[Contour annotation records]
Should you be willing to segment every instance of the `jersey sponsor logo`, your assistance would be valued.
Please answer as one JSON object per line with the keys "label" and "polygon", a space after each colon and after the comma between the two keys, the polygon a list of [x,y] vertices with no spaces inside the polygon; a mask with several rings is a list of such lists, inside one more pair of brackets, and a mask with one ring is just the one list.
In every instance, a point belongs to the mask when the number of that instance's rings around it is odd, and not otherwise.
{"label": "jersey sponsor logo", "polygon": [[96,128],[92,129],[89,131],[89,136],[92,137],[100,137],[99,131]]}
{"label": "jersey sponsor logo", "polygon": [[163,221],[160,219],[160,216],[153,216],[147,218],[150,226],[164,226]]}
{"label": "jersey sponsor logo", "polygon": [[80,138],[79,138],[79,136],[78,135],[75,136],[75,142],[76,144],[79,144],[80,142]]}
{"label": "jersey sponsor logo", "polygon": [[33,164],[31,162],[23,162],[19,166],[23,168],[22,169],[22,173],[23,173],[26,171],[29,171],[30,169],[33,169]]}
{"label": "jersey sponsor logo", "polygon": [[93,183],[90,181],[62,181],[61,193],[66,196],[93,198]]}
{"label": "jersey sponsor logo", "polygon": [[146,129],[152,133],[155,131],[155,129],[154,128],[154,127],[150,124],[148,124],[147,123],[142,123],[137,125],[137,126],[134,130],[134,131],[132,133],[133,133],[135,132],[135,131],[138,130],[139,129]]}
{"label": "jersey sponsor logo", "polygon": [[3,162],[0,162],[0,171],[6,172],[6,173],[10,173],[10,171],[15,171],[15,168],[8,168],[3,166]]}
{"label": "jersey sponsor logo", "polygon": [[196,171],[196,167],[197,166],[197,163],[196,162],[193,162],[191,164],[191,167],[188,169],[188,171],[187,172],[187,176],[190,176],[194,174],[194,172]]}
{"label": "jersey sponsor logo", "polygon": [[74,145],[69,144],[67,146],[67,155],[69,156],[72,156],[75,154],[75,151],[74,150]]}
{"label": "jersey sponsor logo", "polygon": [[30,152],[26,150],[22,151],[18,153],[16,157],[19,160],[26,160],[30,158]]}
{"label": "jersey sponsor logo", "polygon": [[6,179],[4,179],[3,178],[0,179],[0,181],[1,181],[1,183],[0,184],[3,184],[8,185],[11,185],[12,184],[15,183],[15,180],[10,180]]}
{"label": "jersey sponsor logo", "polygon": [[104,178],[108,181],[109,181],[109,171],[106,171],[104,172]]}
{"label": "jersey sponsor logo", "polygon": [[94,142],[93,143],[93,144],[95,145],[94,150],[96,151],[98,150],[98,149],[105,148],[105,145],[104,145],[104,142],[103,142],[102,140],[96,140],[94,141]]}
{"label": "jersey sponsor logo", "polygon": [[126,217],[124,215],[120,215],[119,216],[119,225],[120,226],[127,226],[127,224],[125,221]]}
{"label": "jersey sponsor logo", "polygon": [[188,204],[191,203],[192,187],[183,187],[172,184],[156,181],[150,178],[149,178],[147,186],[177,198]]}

[Problem details] Every entry should be printed again exactly as it stands.

[Complete answer]
Should you be willing to segment every instance of the `jersey sponsor logo`, your assistance would be valued.
Please answer as one JSON object per line with the keys "label" and "polygon", a space after each colon and after the comma between the two keys, the polygon a list of [x,y] vertices with no spaces inside the polygon; a mask with several rings is a list of such lists, inside one more pair of brackets, and a mask with one ring is just the one list.
In every instance, a point belongs to the mask when the number of that instance's rings around it is odd, and not otherwise.
{"label": "jersey sponsor logo", "polygon": [[96,128],[92,129],[89,131],[89,136],[92,137],[100,137],[99,131]]}
{"label": "jersey sponsor logo", "polygon": [[163,221],[160,219],[160,216],[153,216],[147,218],[150,226],[164,226]]}
{"label": "jersey sponsor logo", "polygon": [[80,138],[79,138],[79,136],[78,135],[75,136],[75,142],[76,144],[79,144],[80,142]]}
{"label": "jersey sponsor logo", "polygon": [[33,164],[31,162],[23,162],[19,166],[23,168],[22,169],[22,173],[23,173],[26,171],[29,171],[30,169],[33,169]]}
{"label": "jersey sponsor logo", "polygon": [[93,183],[90,181],[62,181],[61,193],[66,196],[93,198]]}
{"label": "jersey sponsor logo", "polygon": [[146,129],[152,133],[155,131],[155,129],[154,128],[154,127],[150,124],[148,124],[147,123],[142,123],[137,125],[137,126],[134,130],[134,131],[132,133],[133,133],[135,132],[135,131],[138,130],[139,129]]}
{"label": "jersey sponsor logo", "polygon": [[3,162],[0,162],[0,171],[6,172],[6,173],[10,173],[10,171],[15,171],[15,168],[8,168],[3,166]]}
{"label": "jersey sponsor logo", "polygon": [[196,171],[196,167],[197,166],[197,163],[196,162],[193,162],[191,164],[191,167],[188,169],[188,171],[187,172],[187,176],[190,176],[194,174],[194,172]]}
{"label": "jersey sponsor logo", "polygon": [[74,145],[69,144],[67,146],[67,155],[69,156],[72,156],[75,154],[75,151],[74,150]]}
{"label": "jersey sponsor logo", "polygon": [[30,152],[26,150],[22,151],[18,153],[16,157],[19,160],[26,160],[30,158]]}
{"label": "jersey sponsor logo", "polygon": [[6,179],[4,179],[3,178],[0,179],[0,181],[1,181],[1,183],[0,184],[3,184],[8,185],[11,185],[12,184],[15,183],[15,180],[10,180]]}
{"label": "jersey sponsor logo", "polygon": [[104,178],[108,181],[109,181],[109,171],[106,171],[104,172]]}
{"label": "jersey sponsor logo", "polygon": [[94,142],[93,143],[93,144],[95,145],[94,150],[96,151],[98,150],[98,149],[105,148],[105,145],[104,145],[104,142],[103,142],[102,140],[96,140],[94,141]]}
{"label": "jersey sponsor logo", "polygon": [[126,217],[124,215],[120,215],[119,216],[119,225],[120,226],[127,226],[127,224],[125,221]]}
{"label": "jersey sponsor logo", "polygon": [[188,204],[191,203],[192,187],[183,187],[172,184],[156,181],[150,178],[149,178],[147,186],[177,198]]}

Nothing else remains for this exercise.